■ **TEXT EXCERPT**
(begin)
Sunday, January 27, 2008

Organic Rivers Festival - Levin 19 Jan 08













We went up to Jen's homie town for a spot of home grown dub, fun, slow food, slow wine, and a whole lot of 'chillin'.












After 10 years I still have a crush on Ed ;-P >> Nicky Hager doing a seminar










We all went to Vic together and we all drank beer, but Dazza was the only one that managed to end up with a red van with his picture on it and a Blackberry>> Magic dust on the dance floor













I met Mel in Japan in 2003 in a Kareoke bar - her face was stunned after My Way was over. Can't get enough of us, obviously!! >> Tofu Burger - its ohvvight, but mine's better still... ;-)

Drunken company... yeeeahhh...
and Minnow supervising feet washing when we got home *-)

Organic Rivers Festival Vids



Chilling at the river



Cooking oil powered putt-putt boat



Raging to a spot of dub. meeeeeep! ;-)

Blast from the Past

Flying in through Makara in a Dash8

Went down to old Wellers last weekend to get yet more embassy admin done, and of course, see my crazy mates. It was the first NZ city we visited as a family in 1989, and it was exactly ten summers ago that I arrived here to live, on an overnight train, pulling into the station overlooking the long stretching harbour from the Hutt, Emerald City glistening... it will always be the maker of dreams.

Some places that poked deep into my memory:1) The docks where me and my sister chased seagulls 89; 2) further up Oriental Parade where I had my first kiss 98; To the right on the beach me and a young friend went skinny dipping in 99.










3) Sans Jewellery James Smith Corner - Brenda and I got ourselves very pierced in 98. Can't believe its still there!! 4) Beehive and Parliament House - protest after protest in the late 9os on the outside and then I ended up working inside 02-03. To the left under the Magpie Man tree where me and the same skinny dipping young friend also got hiddeously trollied one evening in 98. The security guards found us and didn't kick us out, he just made sure we had enough water.













5) Brenda at Olive - regular coffee & brunch hangout of everyone who is anyone. I used to live 1 minute from there in a giant warehouse on Marion Street. 200 people came to our parties. 6) The Seagull bridge between the Gallery and Frankitts Park where I celebrated my 18th birthday with another young friend (different one this time) over some soggy fry ups.
(end)
■ **PROVIDED RECORDS**
(begin)
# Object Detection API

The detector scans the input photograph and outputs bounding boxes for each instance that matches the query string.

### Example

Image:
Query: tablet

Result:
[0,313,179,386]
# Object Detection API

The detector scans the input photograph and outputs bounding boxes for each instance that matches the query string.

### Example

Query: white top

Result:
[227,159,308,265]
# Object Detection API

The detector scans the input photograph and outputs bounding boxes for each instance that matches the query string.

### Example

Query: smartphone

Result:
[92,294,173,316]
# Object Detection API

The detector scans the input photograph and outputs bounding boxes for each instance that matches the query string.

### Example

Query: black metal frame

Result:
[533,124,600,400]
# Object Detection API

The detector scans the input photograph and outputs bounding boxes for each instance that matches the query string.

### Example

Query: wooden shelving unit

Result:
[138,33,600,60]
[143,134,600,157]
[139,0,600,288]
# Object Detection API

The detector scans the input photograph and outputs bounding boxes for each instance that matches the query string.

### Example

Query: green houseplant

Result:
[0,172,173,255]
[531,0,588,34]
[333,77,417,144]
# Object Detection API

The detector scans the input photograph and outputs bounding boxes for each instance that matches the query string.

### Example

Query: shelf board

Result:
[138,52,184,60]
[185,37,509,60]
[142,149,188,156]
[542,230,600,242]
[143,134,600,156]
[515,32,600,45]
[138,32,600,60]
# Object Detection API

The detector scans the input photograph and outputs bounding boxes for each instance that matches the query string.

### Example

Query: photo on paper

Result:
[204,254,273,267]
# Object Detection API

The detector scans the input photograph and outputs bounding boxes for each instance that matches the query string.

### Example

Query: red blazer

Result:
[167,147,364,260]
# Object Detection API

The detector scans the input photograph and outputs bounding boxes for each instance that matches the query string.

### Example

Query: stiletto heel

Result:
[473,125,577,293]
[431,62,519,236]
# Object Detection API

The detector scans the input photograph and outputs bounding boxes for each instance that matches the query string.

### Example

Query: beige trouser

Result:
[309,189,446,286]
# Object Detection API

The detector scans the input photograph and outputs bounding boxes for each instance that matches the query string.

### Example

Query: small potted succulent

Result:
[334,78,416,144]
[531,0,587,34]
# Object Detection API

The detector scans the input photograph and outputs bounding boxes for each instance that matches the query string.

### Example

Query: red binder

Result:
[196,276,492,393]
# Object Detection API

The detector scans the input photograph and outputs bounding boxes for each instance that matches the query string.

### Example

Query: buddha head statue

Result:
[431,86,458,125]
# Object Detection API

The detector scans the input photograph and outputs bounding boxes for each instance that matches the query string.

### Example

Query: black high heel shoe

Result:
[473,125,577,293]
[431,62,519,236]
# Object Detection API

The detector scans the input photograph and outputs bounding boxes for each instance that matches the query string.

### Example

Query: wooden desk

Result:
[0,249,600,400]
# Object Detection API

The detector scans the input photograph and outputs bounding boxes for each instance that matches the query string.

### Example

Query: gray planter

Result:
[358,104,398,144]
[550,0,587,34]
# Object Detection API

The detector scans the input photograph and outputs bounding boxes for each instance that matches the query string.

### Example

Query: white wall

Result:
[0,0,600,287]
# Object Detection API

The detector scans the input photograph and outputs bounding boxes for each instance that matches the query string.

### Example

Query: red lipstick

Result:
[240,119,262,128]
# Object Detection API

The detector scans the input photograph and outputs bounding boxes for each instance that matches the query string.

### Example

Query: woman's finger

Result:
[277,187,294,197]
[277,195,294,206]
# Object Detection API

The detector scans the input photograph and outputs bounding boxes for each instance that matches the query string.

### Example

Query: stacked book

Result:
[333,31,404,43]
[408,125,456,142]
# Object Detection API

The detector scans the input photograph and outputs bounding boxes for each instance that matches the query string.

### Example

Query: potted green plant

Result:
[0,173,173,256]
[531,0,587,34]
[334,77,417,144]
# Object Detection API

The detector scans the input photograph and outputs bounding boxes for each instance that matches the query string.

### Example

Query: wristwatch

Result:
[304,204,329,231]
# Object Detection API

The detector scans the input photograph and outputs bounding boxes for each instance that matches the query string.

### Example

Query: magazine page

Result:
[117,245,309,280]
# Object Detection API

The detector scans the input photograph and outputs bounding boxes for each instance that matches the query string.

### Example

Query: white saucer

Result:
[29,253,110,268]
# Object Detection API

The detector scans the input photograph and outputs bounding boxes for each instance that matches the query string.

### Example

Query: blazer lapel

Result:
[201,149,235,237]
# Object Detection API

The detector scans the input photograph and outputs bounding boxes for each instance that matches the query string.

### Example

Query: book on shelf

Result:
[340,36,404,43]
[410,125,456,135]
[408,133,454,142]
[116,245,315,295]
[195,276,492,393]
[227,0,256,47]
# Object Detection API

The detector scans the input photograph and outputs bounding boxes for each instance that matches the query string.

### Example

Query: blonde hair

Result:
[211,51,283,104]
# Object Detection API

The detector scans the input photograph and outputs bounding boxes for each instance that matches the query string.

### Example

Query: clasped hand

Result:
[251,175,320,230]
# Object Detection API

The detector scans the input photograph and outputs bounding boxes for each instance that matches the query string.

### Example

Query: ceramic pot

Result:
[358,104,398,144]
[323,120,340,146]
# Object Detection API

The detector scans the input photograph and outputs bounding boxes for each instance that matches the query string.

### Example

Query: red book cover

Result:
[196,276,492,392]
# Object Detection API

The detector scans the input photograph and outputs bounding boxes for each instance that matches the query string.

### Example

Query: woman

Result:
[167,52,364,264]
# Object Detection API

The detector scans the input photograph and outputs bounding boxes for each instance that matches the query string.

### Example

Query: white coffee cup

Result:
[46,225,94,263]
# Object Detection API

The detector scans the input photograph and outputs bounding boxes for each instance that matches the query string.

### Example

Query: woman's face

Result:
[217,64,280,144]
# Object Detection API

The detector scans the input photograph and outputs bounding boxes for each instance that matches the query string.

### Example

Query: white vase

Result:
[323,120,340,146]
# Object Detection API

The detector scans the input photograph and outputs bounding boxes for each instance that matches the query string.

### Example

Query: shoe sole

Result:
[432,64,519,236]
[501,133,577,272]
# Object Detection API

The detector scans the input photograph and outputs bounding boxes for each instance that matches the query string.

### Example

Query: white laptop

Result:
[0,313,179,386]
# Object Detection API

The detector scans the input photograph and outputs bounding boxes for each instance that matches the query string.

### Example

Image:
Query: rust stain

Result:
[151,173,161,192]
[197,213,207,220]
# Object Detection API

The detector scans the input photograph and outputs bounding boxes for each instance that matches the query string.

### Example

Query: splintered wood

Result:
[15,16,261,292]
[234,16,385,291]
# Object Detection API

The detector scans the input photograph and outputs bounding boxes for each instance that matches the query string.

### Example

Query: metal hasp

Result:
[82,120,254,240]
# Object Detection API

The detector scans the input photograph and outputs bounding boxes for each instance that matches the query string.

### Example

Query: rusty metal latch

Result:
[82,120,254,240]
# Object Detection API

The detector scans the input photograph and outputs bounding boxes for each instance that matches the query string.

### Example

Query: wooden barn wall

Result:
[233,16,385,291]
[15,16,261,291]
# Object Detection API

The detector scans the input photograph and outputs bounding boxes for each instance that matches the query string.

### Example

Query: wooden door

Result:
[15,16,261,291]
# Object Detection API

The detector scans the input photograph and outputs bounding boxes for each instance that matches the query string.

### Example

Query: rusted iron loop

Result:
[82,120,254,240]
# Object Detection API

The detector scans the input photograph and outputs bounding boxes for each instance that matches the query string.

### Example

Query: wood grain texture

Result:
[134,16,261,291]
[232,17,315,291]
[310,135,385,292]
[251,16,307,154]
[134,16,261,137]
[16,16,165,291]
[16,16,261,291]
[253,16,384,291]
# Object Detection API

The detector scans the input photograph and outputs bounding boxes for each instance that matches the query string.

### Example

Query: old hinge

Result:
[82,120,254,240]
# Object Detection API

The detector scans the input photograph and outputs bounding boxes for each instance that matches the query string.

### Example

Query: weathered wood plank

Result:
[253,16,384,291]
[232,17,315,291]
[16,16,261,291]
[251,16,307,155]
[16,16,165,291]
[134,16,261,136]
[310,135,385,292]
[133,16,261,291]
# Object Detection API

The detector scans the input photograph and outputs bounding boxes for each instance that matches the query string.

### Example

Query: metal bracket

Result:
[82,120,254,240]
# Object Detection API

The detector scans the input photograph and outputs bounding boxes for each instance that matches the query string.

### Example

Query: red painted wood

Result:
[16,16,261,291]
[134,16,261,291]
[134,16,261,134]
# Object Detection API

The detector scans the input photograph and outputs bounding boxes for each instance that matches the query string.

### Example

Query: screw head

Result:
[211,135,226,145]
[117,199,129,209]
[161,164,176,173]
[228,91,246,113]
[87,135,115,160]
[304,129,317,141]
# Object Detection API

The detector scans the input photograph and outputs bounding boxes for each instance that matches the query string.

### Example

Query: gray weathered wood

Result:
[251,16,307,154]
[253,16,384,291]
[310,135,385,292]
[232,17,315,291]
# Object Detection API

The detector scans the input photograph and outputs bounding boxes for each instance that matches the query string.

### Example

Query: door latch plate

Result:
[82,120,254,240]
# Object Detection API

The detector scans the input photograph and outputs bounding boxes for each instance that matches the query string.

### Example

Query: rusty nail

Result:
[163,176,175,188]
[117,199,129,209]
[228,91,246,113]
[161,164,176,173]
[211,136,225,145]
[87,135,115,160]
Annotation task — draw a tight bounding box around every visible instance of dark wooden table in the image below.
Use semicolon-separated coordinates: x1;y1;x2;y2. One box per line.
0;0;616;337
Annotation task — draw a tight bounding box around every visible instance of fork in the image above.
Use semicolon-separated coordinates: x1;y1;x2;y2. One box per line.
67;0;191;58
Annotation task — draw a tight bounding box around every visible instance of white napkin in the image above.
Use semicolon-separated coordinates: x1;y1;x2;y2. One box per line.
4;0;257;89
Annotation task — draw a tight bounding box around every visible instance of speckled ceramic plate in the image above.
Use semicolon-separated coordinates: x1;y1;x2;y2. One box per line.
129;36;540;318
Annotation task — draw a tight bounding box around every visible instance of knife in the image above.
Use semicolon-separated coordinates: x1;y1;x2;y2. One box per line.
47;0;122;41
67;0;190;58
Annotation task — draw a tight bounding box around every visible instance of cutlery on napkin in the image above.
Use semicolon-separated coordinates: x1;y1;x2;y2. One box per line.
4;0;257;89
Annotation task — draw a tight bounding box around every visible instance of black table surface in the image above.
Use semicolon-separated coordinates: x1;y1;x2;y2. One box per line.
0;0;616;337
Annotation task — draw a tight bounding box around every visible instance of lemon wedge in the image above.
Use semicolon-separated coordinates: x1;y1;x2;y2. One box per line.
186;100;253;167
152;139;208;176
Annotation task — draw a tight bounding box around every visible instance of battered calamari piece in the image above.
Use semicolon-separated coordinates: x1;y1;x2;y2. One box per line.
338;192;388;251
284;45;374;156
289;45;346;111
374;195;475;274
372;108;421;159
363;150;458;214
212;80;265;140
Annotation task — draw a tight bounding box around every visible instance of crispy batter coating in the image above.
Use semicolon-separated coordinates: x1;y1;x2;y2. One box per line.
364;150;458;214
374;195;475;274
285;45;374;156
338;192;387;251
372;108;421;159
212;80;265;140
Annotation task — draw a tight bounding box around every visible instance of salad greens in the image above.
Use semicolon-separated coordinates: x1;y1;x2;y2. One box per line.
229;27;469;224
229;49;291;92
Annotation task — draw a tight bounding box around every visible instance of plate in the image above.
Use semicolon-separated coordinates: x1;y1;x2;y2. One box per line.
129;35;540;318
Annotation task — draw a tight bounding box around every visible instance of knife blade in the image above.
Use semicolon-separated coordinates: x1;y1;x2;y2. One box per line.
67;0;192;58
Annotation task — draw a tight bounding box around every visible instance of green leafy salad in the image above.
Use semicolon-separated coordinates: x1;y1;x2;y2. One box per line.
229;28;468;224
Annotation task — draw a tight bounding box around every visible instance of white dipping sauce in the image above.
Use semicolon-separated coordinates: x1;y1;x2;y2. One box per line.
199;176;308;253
(end)
■ **EXERCISE DESCRIPTION**
In the Organic Rivers Festival blog post, where and when did the writer meet Mel?

■ **ANSWER TO THIS EXERCISE**
In a karaoke bar in Japan in 2003.